[Start of DOCUMENT SEGMENT]
Driving is a special privilege. Driving well is a gift. Driving a Porsche is divine. Driving a Porsche well is a divine gift that few can claim to have had the opportunity to do.

I’ve had this opportunity on a number of occasions in my 15-year career. I can tell you all that I’ve yet to become bored of these opportunities. This is especially true when the opportunity involves navigating some of the best road cars money can buy on a track.

Whether on a closed circuit or the road to the nearest shopping mall, the 2014 Porsche Cayman turns the mundane into a rewarding, satisfying activity. Picture your best friend, how he or she makes you feel. How he or she is always there to support you and how much fun you have together. That, my friends, is the Porsche Cayman.

What is a Porsche Cayman?
The 2014 Porsche Cayman is the budding gentleman’s daily performance car or the gentleman’s weekend track toy when the daily grind is handled by a regular 4-door saloon (aka, not a Panamera).

The Porsche Cayman landed on the market in 2006 and was immediately dubbed the lesser 911, however, with the redesigned 981 car, it no longer sits in the iconic 911’s shadow. Porsche has made its entry-level performance coupe as desirable as ever.

2014 Porsche Cayman Price and Specs
The 2014 Porsche Cayman can be selected in one of two trims. Said trims are defined in large part by the flat 6-cylinder engine that sits aft the passengers.

The base Cayman, which starts at $59,900, includes a 2.7L that generates 275 horsepower and 214 lb-ft of torque. Not a slouch, this Cayman reaches 100 km/h in 5.7 seconds with the 6-speed gearbox or 5.6 with the 7-cog PDK. Top speed is limited to 266 km/h (264 with the PDK).

My tester was a fairly basic Cayman with only a few options and retailed for $62,720.

The S commands $72,900 off the cuff and gets around with a 3.4L good for 325 horsepower and 273 lb-ft of torque. The Cayman S will charge to 100 km/h in 5 seconds flat with the 6-speed manual or 4.9 with the 7-speed PDK. Top speed is limited to 283 km/h (281 with the PDK).

The Cayman is a mid-engine 2-seater coupe that features electromechanical steering.

Driving the 2014 Porsche Cayman
With all due respect to Porsche, I compare driving the Cayman to driving a Mazda3. It has nothing to do with performance, only the ease and familiarity that comes with spending time at the wheel of a “regular” car.

The 2014 Porsche Cayman is instantly adaptable, which is surprising when one considers what this car is and capable of. The shifter falls in hand; the pedals are tailor-made, same for the driving position. From this point on, everything gets better.

The horizontally opposed sixer growls to life and quickly settles, the shifter slips into 1st and off one goes. Immediately, if you’ve ever had the good fortune of driving an S, the Cayman doesn’t feel as eager. This is where the negative comparisons end.

The 2.7L is in full form from the onset when in the right gear. Despite its relatively low torque figure, its 1,310 kg (2,882 lbs) is easily overcome. The effortless acceleration belies the fact that before you know it, the Cayman is progressing at a good clip.
[End of DOCUMENT SEGMENT]
[Start of DATA EXCERPTS]
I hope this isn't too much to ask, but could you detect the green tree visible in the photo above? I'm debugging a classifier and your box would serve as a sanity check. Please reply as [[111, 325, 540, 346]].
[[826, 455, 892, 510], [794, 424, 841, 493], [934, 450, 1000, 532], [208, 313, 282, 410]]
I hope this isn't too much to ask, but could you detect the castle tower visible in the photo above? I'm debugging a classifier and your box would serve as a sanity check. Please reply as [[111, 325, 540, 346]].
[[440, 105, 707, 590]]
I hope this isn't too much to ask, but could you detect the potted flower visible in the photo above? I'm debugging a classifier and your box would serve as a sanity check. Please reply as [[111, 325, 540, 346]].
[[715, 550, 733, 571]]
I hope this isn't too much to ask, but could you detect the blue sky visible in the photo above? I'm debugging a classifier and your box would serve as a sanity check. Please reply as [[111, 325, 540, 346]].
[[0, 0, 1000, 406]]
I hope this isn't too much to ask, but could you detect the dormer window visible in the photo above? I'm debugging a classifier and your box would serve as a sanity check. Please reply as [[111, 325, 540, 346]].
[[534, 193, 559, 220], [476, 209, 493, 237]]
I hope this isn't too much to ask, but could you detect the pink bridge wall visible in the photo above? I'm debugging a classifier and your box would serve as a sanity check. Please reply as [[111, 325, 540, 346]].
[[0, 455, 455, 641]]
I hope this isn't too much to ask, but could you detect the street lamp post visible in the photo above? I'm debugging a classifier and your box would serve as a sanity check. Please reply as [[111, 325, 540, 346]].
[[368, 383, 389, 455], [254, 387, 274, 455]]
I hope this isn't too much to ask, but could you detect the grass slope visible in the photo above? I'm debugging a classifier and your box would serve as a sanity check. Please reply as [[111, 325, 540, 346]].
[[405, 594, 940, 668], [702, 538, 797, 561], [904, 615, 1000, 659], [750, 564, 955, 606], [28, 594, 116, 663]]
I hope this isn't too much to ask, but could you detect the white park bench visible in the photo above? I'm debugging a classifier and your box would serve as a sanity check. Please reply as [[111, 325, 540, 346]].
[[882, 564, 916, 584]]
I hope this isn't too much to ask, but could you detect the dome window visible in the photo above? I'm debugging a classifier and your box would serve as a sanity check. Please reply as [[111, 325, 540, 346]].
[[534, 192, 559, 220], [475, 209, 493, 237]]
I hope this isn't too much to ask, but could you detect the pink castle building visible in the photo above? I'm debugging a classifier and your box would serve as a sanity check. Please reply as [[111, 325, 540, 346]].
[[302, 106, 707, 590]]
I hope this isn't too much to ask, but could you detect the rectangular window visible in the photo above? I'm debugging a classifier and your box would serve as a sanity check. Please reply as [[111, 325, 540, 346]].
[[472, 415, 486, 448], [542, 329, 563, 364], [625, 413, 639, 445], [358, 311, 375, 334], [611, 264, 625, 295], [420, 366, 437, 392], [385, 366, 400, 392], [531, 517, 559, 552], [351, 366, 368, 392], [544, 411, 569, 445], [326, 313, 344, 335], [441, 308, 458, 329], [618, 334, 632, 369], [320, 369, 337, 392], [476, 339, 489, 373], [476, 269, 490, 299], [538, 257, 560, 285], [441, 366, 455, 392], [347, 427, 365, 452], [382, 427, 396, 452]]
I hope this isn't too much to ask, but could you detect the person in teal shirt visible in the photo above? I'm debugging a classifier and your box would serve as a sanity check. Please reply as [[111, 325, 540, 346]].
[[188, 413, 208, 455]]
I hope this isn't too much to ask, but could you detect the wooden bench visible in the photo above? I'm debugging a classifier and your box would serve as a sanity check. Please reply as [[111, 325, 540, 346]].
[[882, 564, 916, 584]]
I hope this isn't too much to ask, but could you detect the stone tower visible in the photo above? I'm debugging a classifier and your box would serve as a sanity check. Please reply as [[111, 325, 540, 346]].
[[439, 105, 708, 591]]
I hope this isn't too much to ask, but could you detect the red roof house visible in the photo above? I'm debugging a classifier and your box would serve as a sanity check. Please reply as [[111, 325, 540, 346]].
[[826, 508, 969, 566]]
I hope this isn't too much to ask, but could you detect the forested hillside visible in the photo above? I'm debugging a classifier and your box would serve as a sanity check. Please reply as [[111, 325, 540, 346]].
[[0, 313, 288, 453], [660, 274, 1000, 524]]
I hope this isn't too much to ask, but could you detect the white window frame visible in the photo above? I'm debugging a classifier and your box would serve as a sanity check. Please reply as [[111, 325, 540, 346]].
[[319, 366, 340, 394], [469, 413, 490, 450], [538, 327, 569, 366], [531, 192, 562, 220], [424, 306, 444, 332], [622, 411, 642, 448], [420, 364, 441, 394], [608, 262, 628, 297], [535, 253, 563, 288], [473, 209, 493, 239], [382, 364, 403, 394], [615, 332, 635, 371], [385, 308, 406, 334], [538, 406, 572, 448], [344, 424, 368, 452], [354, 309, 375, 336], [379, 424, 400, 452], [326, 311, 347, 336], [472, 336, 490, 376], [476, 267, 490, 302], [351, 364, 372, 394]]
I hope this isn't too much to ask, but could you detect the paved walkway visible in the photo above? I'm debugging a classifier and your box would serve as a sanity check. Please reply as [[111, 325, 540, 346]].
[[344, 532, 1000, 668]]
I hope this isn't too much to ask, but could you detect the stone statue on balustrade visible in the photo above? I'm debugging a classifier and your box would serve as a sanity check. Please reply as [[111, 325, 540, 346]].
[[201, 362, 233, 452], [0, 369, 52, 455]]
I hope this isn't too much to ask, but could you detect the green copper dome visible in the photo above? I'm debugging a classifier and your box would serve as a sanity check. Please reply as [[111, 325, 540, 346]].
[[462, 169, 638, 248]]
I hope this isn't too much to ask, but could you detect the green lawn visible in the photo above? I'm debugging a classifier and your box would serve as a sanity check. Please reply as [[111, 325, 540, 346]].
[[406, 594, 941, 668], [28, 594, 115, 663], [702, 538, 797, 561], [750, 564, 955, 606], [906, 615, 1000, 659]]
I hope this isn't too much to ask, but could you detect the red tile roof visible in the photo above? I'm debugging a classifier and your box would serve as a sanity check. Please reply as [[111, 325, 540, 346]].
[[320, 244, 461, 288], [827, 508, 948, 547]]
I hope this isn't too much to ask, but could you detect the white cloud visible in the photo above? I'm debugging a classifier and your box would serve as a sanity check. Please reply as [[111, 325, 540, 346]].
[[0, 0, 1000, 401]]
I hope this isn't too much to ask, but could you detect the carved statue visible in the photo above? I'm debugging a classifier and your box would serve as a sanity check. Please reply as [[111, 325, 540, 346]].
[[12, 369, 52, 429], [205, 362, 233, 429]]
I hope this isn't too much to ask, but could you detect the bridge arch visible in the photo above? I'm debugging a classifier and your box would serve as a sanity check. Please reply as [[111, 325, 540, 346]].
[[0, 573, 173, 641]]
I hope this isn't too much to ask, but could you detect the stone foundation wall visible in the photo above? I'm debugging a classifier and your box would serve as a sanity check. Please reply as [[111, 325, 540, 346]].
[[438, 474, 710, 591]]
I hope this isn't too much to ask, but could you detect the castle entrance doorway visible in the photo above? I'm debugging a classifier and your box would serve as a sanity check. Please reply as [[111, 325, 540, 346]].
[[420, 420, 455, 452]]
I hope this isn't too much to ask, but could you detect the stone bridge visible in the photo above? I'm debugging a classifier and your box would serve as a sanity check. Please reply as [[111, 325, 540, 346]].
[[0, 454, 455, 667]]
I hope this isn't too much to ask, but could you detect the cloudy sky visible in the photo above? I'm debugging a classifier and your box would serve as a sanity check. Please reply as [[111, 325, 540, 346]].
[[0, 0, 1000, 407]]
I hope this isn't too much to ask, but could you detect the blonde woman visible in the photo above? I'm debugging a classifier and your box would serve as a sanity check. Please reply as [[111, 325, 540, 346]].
[End of DATA EXCERPTS]
SET TASKS:
• 1. Write out the entries word for word, from the line with "detect the cloudy" up to and including the last line of the entries.
• 2. Extend the Porsche Cayman review by continuing on from its final sentence.

RESPONSES FOR EACH TASK:
• 1.
I hope this isn't too much to ask, but could you detect the cloudy sky visible in the photo above? I'm debugging a classifier and your box would serve as a sanity check. Please reply as [[111, 325, 540, 346]].
[[0, 0, 1000, 407]]
I hope this isn't too much to ask, but could you detect the blonde woman visible in the photo above? I'm debugging a classifier and your box would serve as a sanity check. Please reply as [[111, 325, 540, 346]].

• 2.
Backing and supporting every Porsche are steering and braking that many other makes emulate. The electrically assisted steering feels right in nearly all situations. On occasion, a lull in the assistance occurs but always at low speeds. Otherwise, precision and response are on tap. Same for the brakes: they are powerful and perfectly matched to the car’s immense handling abilities.

This is the 2014 Porsche Cayman’s calling card; sticking to the road. Always flat, constantly alert, the Cayman snuggles the tarmac with, once more, uncanny ease. Able to match composure with serious grip, the small Porsche is never out of sorts.

Every occasion I found to take the Cayman would turn into a small rally. Heel-and- toeing begged to be repeated in a needlessly exaggerated way. Rapid turn-ins and smashing-good brakes make this car better than sex to drive. Yes, I said it.

Inside and Out of the 2014 Porsche Cayman
Let’s not forget how good the new 2014 Porsche Cayman sits now. The previous 987 model was far more feminine, and although an incredible tool for driving quickly, failed to excite visually other than via its famous logos.

The new car is chiselled and hunky, and with the right set of wheels (19” and up) it looks positively handsome. I’d go so far as to say that it gives the fabled 911 a run for its money.

Where the cabin is concerned, the latest Cayman gets what every other Porsche received: a new dashboard and centre console first seen in the original Panamera. As always, fit, finish, and the ignition to the left of the steering column make the Cayman’s interior an expressly special place to spend any amount of time.

Also making everything look easy is the Cayman’s twin boots, which can carry a notably large quantity of gear. You can’t fit a bicycle in the Cayman, but through Porsche Tequipment, a bike carrier should be available soon enough.

Comparing the 2014 Porsche Cayman
The 2014 Porsche Cayman plays in numerous leagues not only because of its performance, but how it can be optioned out. For fun (and dreams), I spec’d out an S with all the best bits and topped $100,000…

From all points of view, the Cayman rivals everything from the Audi TT to the Chevrolet Corvette, then on to the Jaguar F-Type and ending somewhere around the soon-to-come BMW M4. If you’re in the market for any of these at the moment, I hate you.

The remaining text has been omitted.